PASSAGE GIVEN:
ThreeSixty Focus on . . . Melvin Carter

St. Paul runs in Melvin Carter III’s family.

He’s a fourth-generation St. Paul resident and graduate of St. Paul Central High School. His grandfather was a longtime janitor at St. Paul Humboldt High School. His mother is a Ramsey County Commissioner and former teacher. His father is a retired St. Paul police officer.

Now Carter, 39, is St. Paul’s first mayor of color and one of the youngest since the Minnesota capital’s founding in 1854.

In November, Carter won by a landslide, defeating his opponents by earning more than 50 percent of the vote on election night. He previously served as a St. Paul City Council member from 2008 to 2013, as director of the Minnesota Office of Early Learning and as executive director of the Minnesota Children’s Cabinet, advising Governor Mark Dayton.

During college at Florida A&M University in Tallahassee, Carter’s passion for civic engagement began when his brother-in-law was turned away from Florida voting polls in the 2000 Presidential Election.

Since then, Carter has focused on strengthening equity, innovation and resilience in St. Paul. Two of Carter’s early initiatives as mayor include raising the minimum wage to $15 dollars per hour and creating a $50 college savings account for every student born in St. Paul.

I spoke to Carter in January, after he’d given a speech at the University of St. Thomas, about his upbringing, his vision for St. Paul, how young people can play a role in his vision and more.

Melvin Carter III, a fourth-generation St. Paul resident, was elected in November as St. Paul’s first black mayor. Carter, a St. Paul Central graduate, is a former city council member. (Photo courtesy of Benny Moreno)
Melvin Carter III, a fourth-generation St. Paul resident, was elected in November as St. Paul’s first black mayor. Carter, a St. Paul Central graduate, is a former city council member. (Photo courtesy of Benny Moreno)

Melvin Carter III, a fourth-generation St. Paul resident, was elected in November as St. Paul’s first black mayor. Carter, a St. Paul Central graduate, is a former city council member. (Photo courtesy of Benny Moreno)

Q: I heard you were a student at St. Paul Central High School and your grandfather was a janitor at Humboldt High School. What was it like growing up in Saint Paul?

A: It was a unique experience. I love this city, and in many ways, I grew up in our schools, our recreation centers, our libraries, just kind of as a community child. We have a saying, and in the African-American community in particular, that it takes a whole community to raise a child, and I always felt like that child. I was simultaneously surrounded by caring adults who just poured a whole lot into me from literally every direction, and in a community where I would hear stories about old Rondo [a neighborhood in St. Paul], where our historic African-American community was destroyed to build a freeway.

I was in a community where my father is a retired St. Paul police officer, so we’d go watch the Super Bowl or go watch the big boxing match with police officers – and I grew up getting pulled over by some of those same police officers when I turned 16 and started driving around our community. In many ways, it was a beautiful childhood in this city, and this is the city that poured a lot into me, which is why I came straight back after college. And it was an illustrativeexperience in how far we have to go toward this promise in building a city that works for everyone.

Q: Was it always your dream to become mayor?

A: No. I ran track. I went to college on a track and field scholarship, and Plan A was to go to the Olympics, and I think Plan B was to just go to the World Championships, and it went down from there.

WHAT IS ASKED:
a - Answer each question from the Melvin Carter profile.
(i) What job did Carter's grandfather hold?
(ii) Which university did Carter attend for college?
(iii) What was Carter's Plan A while running track?
b - In the Melvin Carter profile, rewrite the stretch from "During college at" through "born in St. Paul.", changing "resilience" to "sustainability".
c - For each statement, say whether it agrees with the Melvin Carter profile, and quote the words that decide it.
(i) Carter served as a St. Paul City Council member from 2008 to 2013.
(ii) Carter went to college on a basketball scholarship.
(iii) The interview with Carter took place in November.

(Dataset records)

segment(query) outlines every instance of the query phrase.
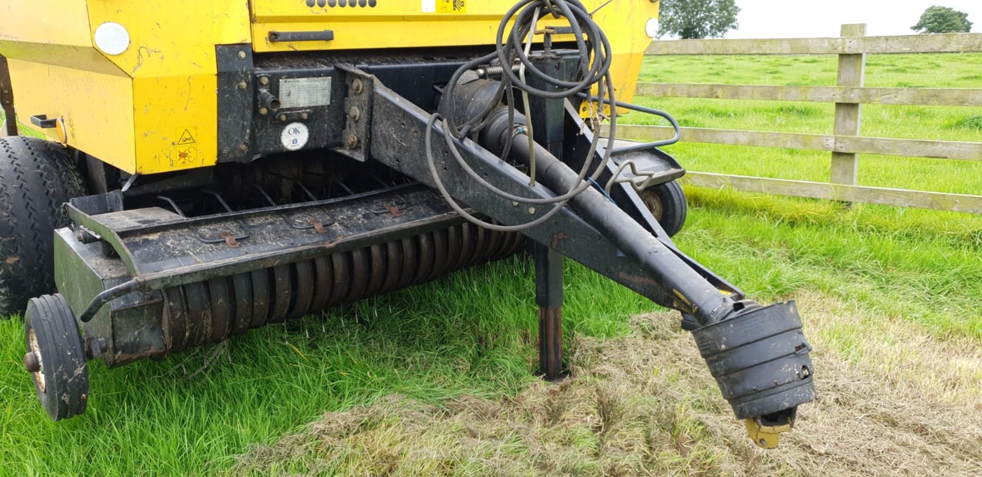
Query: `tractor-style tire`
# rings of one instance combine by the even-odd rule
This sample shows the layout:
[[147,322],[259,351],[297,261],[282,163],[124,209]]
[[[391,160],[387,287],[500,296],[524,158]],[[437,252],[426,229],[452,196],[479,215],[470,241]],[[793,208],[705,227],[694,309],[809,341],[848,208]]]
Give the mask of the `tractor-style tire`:
[[67,149],[23,136],[0,138],[0,318],[54,291],[54,230],[62,205],[85,195]]
[[60,294],[31,298],[24,314],[24,334],[27,347],[24,364],[51,419],[85,412],[88,357],[65,298]]
[[685,224],[688,206],[685,204],[685,193],[678,182],[649,187],[641,193],[641,200],[669,237],[674,237]]

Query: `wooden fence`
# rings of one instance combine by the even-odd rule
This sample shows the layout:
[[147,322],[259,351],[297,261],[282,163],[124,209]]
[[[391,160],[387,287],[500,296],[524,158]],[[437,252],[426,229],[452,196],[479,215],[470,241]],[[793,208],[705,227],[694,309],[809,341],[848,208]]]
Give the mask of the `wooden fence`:
[[[837,54],[838,84],[836,87],[786,87],[640,83],[637,95],[836,103],[835,127],[831,135],[682,128],[682,141],[689,143],[829,151],[832,154],[830,182],[689,172],[685,181],[692,185],[982,213],[982,196],[856,185],[861,153],[982,160],[982,143],[867,138],[860,135],[862,104],[982,106],[982,89],[864,88],[867,54],[982,52],[982,33],[906,36],[865,36],[865,25],[844,25],[841,38],[655,41],[648,48],[648,55]],[[618,136],[625,139],[653,141],[667,139],[670,135],[671,128],[668,127],[618,127]]]

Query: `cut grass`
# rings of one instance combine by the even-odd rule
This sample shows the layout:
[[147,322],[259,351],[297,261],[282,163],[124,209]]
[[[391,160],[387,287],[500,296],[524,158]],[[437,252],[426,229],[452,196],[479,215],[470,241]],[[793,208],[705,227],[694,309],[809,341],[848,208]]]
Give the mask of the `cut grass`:
[[[729,417],[674,314],[630,335],[577,336],[573,378],[518,396],[434,406],[390,396],[328,412],[238,457],[231,475],[977,475],[982,354],[819,293],[799,305],[817,351],[819,398],[780,451],[756,448]],[[861,329],[859,327],[861,326]],[[849,365],[844,337],[876,353]],[[967,371],[967,373],[966,373]]]
[[[654,60],[682,73],[653,79],[662,75]],[[644,81],[835,83],[833,57],[646,62]],[[965,75],[972,65],[982,55],[870,57],[867,84],[978,88]],[[824,104],[645,101],[700,127],[831,131]],[[871,136],[979,141],[982,133],[955,126],[976,114],[869,106],[863,127]],[[671,151],[692,170],[828,177],[827,153]],[[863,184],[982,191],[973,162],[863,156],[860,164]],[[655,307],[576,265],[567,265],[564,309],[576,378],[538,384],[531,270],[512,259],[308,319],[300,331],[268,327],[163,363],[96,364],[88,412],[61,423],[48,421],[22,371],[23,324],[0,321],[0,475],[978,470],[970,465],[982,448],[982,217],[687,193],[682,250],[761,301],[804,297],[820,399],[802,407],[782,450],[751,447],[676,329],[676,314],[631,325]]]

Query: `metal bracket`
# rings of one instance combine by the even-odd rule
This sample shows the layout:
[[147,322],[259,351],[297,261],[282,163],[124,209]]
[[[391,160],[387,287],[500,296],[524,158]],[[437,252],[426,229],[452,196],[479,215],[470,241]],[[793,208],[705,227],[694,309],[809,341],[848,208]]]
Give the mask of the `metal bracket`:
[[343,145],[333,150],[364,162],[370,153],[375,77],[352,65],[339,63],[336,67],[347,74],[348,94],[345,96],[345,130],[341,134]]
[[218,63],[218,161],[249,162],[252,159],[252,47],[247,44],[217,45]]

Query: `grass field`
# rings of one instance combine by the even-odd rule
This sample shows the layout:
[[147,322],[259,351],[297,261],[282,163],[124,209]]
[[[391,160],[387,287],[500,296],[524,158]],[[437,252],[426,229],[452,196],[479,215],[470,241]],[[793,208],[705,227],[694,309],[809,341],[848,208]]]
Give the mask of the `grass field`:
[[[867,85],[982,88],[982,55],[874,56]],[[833,85],[834,57],[667,57],[643,81]],[[683,125],[828,133],[832,106],[642,99]],[[643,122],[644,118],[630,118]],[[866,106],[869,136],[982,142],[982,111]],[[827,180],[827,153],[678,145],[692,170]],[[865,185],[979,194],[982,163],[863,156]],[[982,217],[688,189],[678,244],[798,298],[819,399],[752,447],[677,315],[567,266],[573,378],[539,383],[512,259],[162,363],[91,369],[54,424],[0,321],[0,475],[979,475]]]

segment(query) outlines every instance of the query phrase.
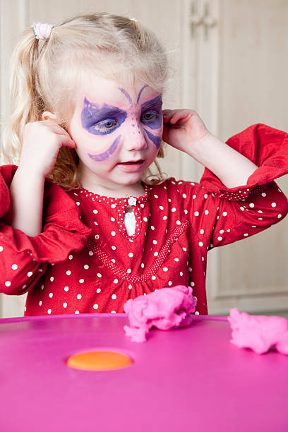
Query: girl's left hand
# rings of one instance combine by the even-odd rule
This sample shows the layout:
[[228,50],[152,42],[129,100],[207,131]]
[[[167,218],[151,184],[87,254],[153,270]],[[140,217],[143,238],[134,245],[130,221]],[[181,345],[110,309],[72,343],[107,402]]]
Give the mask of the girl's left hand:
[[163,123],[163,140],[183,152],[191,152],[210,135],[200,116],[192,109],[164,109]]

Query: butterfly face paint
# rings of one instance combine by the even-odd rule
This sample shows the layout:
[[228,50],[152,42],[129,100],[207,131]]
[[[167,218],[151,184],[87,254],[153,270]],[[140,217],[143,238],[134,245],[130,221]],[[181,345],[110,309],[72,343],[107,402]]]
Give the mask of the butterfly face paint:
[[138,181],[160,146],[162,103],[146,85],[126,89],[100,77],[87,80],[68,125],[79,166],[118,184]]

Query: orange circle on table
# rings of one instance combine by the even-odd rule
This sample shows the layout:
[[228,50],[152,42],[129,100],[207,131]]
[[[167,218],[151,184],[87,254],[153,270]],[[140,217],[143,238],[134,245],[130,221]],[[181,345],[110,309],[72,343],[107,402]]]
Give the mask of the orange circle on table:
[[82,371],[112,371],[127,368],[132,359],[114,351],[90,351],[74,354],[67,360],[67,366]]

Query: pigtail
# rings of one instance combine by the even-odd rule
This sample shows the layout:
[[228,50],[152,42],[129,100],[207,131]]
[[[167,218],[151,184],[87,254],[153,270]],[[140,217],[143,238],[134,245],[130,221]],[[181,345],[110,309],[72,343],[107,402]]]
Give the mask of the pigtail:
[[43,102],[36,90],[35,64],[39,40],[32,29],[25,30],[11,60],[10,95],[11,115],[4,131],[1,163],[19,162],[25,125],[40,120]]

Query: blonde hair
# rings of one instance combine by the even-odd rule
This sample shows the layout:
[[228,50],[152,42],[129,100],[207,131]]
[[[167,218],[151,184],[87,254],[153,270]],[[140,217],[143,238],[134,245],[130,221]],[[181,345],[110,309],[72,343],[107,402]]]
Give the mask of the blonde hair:
[[[162,92],[168,66],[155,34],[124,16],[76,16],[54,27],[44,42],[32,28],[25,30],[11,58],[12,114],[4,133],[2,163],[18,164],[25,126],[42,120],[44,111],[54,113],[66,128],[75,107],[72,95],[88,71],[131,85],[139,80]],[[163,144],[158,157],[164,156]],[[49,176],[66,189],[79,188],[78,162],[76,151],[62,147]],[[150,184],[164,179],[155,162],[156,174],[148,169],[143,179]]]

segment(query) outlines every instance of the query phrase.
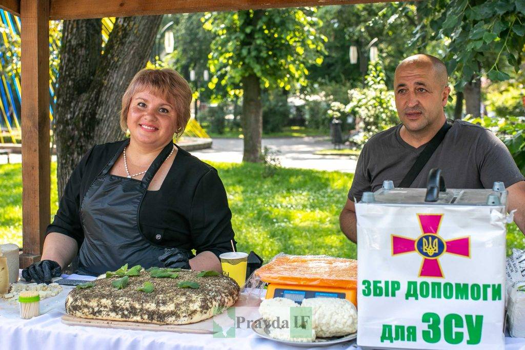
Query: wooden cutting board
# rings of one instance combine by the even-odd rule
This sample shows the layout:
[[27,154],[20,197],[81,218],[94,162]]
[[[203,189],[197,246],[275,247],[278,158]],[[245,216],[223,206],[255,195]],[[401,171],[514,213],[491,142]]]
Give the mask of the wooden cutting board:
[[68,326],[88,326],[100,328],[113,328],[139,331],[155,332],[175,332],[183,333],[213,334],[212,319],[205,320],[196,323],[190,324],[155,324],[143,322],[132,322],[123,321],[108,321],[94,319],[75,317],[67,314],[62,316],[62,323]]

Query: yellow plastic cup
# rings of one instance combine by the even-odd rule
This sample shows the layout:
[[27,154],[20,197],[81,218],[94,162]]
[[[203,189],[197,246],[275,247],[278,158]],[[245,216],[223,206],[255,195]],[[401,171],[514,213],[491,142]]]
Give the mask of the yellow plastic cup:
[[223,274],[229,276],[242,288],[246,281],[248,253],[241,252],[223,253],[219,256],[223,267]]

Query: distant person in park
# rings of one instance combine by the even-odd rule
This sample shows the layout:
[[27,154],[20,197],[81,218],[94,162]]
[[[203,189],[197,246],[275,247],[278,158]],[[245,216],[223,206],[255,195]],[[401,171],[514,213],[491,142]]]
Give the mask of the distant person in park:
[[[222,271],[234,231],[217,171],[173,143],[190,119],[192,91],[169,69],[144,69],[122,97],[130,137],[98,145],[73,171],[48,227],[41,261],[22,271],[49,283],[77,253],[76,273],[125,263]],[[192,250],[195,249],[196,256]]]
[[[380,188],[384,180],[392,180],[396,187],[426,187],[433,168],[442,169],[450,188],[491,188],[495,182],[503,182],[509,192],[507,208],[518,209],[514,221],[525,232],[525,177],[489,130],[447,119],[443,108],[450,92],[448,79],[443,62],[429,55],[408,57],[396,68],[394,92],[401,123],[376,134],[363,147],[339,217],[341,229],[352,241],[357,240],[354,203],[364,192]],[[431,142],[435,136],[440,142]],[[431,143],[439,145],[421,171],[411,173]]]

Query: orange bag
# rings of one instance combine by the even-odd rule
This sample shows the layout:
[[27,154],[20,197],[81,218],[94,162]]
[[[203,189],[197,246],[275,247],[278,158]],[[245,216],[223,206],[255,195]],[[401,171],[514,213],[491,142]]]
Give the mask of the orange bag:
[[326,255],[279,255],[256,270],[268,283],[355,289],[358,261]]

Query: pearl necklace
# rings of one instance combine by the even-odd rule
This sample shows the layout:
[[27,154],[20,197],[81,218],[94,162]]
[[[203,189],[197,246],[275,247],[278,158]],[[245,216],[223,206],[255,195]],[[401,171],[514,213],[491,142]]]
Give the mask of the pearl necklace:
[[[166,157],[166,159],[167,159],[168,158],[170,157],[170,156],[171,156],[172,155],[172,154],[173,153],[174,151],[175,151],[175,145],[173,145],[173,148],[172,149],[171,152],[170,152],[170,154],[167,155],[167,157]],[[124,147],[124,152],[123,152],[123,153],[124,153],[124,167],[126,168],[126,174],[128,174],[127,177],[128,178],[131,178],[132,177],[134,177],[135,176],[136,176],[137,175],[141,175],[142,174],[144,174],[144,173],[145,173],[146,172],[148,171],[148,170],[146,169],[146,170],[144,170],[143,172],[141,172],[140,173],[137,173],[136,174],[134,174],[133,175],[130,175],[130,172],[128,170],[128,162],[126,162],[126,147]],[[166,159],[165,159],[164,160],[164,162],[166,161]]]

FINAL ANSWERS:
a -
(i) He was a longtime janitor at St. Paul Humboldt High School.
(ii) Florida A&M University in Tallahassee.
(iii) To go to the Olympics.

b -
During college at Florida A&M University in Tallahassee, Carter’s passion for civic engagement began when his brother-in-law was turned away from Florida voting polls in the 2000 Presidential Election.

Since then, Carter has focused on strengthening equity, innovation and sustainability in St. Paul. Two of Carter’s early initiatives as mayor include raising the minimum wage to $15 dollars per hour and creating a $50 college savings account for every student born in St. Paul.

c -
(i) Yes: "He previously served as a St. Paul City Council member from 2008 to 2013"
(ii) No: "I went to college on a track and field scholarship"
(iii) No: "I spoke to Carter in January"